--- Start ---
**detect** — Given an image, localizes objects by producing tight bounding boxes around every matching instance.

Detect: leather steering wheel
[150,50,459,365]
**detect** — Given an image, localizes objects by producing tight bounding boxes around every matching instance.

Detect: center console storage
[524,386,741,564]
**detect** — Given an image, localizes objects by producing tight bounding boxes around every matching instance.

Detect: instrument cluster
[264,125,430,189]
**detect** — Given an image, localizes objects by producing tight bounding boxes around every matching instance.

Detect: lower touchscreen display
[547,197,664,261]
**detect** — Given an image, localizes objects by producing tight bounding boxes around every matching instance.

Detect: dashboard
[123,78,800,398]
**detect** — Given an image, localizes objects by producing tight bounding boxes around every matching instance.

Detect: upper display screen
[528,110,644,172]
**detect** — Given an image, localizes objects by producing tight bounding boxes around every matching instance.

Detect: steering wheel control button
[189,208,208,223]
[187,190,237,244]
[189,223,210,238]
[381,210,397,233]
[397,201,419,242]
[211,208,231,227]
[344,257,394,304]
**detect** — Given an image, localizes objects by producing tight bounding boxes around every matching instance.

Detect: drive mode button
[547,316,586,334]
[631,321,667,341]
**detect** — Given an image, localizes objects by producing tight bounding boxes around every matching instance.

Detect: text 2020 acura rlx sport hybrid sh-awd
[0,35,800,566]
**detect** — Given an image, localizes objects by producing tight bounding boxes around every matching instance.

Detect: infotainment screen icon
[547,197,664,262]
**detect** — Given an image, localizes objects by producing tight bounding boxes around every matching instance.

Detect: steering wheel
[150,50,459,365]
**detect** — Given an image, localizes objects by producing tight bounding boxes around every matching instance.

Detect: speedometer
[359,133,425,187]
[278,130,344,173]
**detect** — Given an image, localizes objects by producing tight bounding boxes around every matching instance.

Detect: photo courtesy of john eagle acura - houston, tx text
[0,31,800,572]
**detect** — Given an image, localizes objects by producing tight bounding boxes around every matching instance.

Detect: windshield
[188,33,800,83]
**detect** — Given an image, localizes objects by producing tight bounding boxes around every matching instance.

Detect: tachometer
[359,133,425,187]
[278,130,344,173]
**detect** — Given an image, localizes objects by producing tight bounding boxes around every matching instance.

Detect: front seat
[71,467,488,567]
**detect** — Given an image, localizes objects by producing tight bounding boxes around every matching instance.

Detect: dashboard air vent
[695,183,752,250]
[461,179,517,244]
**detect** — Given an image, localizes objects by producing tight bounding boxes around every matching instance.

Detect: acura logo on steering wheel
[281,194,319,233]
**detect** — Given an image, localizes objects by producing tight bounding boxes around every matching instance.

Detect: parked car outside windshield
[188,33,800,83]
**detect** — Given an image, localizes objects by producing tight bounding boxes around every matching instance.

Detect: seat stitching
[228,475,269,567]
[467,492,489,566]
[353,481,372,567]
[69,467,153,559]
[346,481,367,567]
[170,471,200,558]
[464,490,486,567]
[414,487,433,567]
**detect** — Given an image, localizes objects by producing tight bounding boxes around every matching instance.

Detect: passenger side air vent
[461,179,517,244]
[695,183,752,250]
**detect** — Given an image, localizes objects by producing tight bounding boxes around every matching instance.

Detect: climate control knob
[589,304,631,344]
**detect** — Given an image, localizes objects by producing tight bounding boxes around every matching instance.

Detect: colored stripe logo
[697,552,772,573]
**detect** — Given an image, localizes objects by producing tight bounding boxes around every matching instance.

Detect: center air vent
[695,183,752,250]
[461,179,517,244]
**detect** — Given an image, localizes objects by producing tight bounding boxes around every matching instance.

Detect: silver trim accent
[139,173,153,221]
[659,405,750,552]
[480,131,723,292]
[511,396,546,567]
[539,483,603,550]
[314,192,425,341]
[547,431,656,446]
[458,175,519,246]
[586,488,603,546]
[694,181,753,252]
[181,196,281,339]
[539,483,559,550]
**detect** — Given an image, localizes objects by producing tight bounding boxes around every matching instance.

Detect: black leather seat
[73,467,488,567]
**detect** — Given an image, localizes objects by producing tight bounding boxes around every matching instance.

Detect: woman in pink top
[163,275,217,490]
--- End ---
◆ Goal
Copy all the records above again, swapping every "bounding boxes" for "outline boxes" and leaving everything else unchanged.

◆ Task result
**detect** — Given an image, localizes objects by producing tight outline boxes around every matching instance.

Detect: leather steering wheel
[150,50,459,365]
**detect** — Given an image, localizes objects by producing tight outline boxes around every matching instance.

Detect: center console storage
[524,386,741,564]
**detect** — Given an image, localizes objects by producing tight outline boxes around every matching instance.

Detect: instrument cluster
[264,125,430,189]
**detect** — Given an image, localizes objects by producing tight outline boxes around every matching instance.

Detect: lower touchscreen display
[547,197,664,261]
**detect** — Given an image, localizes objects by producing tight outline boxes around every matching instance.

Detect: dashboard
[123,78,800,398]
**detect** — Given an image, localizes objects by producing tight outline boxes around every matching instance.

Detect: upper display screen
[528,110,644,172]
**detect** — Given an image, localizes objects by producing tight outline boxes around every matching instance.

Detect: steering wheel control button
[189,208,208,223]
[187,190,237,244]
[189,223,210,238]
[381,210,397,233]
[397,201,419,242]
[211,208,231,227]
[344,257,394,304]
**detect** — Given an image, localizes objects by producing tight outline boxes around every matching instance.

Detect: drive mode button
[547,316,586,334]
[631,321,667,341]
**detect** — Given an image, localizes objects by producing tight outline boxes around every matching instance.

Detect: text 2020 acura rlx sport hybrid sh-awd
[0,35,800,566]
**detect** — Given an image, localizes objects by producing tight outline boxes around every matching instance.

Detect: infotainment screen icon
[547,197,664,262]
**detect** — Given an image, localizes objects by producing tight outline boxes around every matching instance.

Detect: steering wheel
[150,50,459,365]
**detect** — Given an image, localizes objects by producing tight outline boxes around every matching instance.

Detect: speedometer
[359,133,425,187]
[278,130,344,173]
**detect** — Given an image, localizes objects by producing tight outline boxes around every matching instance.

Detect: photo courtesy of john eagle acura - houston, tx text
[0,31,800,572]
**detect** — Given an image, localizes objects by producing tight outline boxes around every matching instance.

Detect: windshield
[188,33,800,83]
**detect** — Given an image, localizes objects by producing tight outline boxes around every matching instance.

Detect: tachometer
[359,133,425,187]
[278,130,344,173]
**detect** — Given an image, localizes objects by producing tight outline boxes around every matching instance.

Detect: front seat
[71,467,488,567]
**detect** — Given an image, localizes objects by producing tight outline boxes around every matching instance.

Detect: dashboard air vent
[695,183,752,250]
[461,179,517,244]
**detect** — Given an image, localizes objects by producing tight outline boxes around every matching instance.

Detect: acura logo on steering wheel
[281,194,319,233]
**detect** — Given an image, localizes objects by producing tight outline boxes around every matching instance.

Detect: parked car outside windshield
[188,33,800,83]
**detect** — Given an image, localizes objects by producing tight outline boxes around every matching instance.

Detect: seat stitching
[228,475,269,567]
[467,492,489,566]
[353,481,372,567]
[69,467,153,559]
[346,481,367,567]
[170,471,200,558]
[464,490,486,567]
[414,487,433,567]
**detect** — Given an image, localizes objects by producing tight outline boxes around every matching instance.

Detect: passenger side air vent
[461,179,517,244]
[695,183,752,250]
**detect** — Given an image, localizes objects by producing tight outline boxes around every matching instance.

Detect: climate control knob
[589,304,631,344]
**detect** — Given an image, localizes objects by producing tight outline boxes around every matching instance.

Detect: colored stripe logo
[697,552,772,573]
**detect** — Given an image, localizes objects by producing tight outline boxes around every matching instance.

Detect: center air vent
[695,183,752,250]
[461,179,517,244]
**detect** — Given an image, localizes objects by producing tight outline boxes around every matching instance.

Detect: silver trim accent
[139,173,153,221]
[659,405,750,552]
[480,131,723,292]
[511,396,546,567]
[539,483,603,550]
[314,192,425,341]
[547,431,656,446]
[458,175,519,246]
[586,488,603,546]
[694,181,753,252]
[181,196,281,339]
[539,483,559,550]
**detect** — Given an image, localizes objects by producing tight outline boxes around every matching instance.

Detect: black leather seat
[73,467,488,567]
**detect** — Given an image, localizes objects by producing tight outline boxes around every matching instance.

Detect: woman in pink top
[163,275,217,490]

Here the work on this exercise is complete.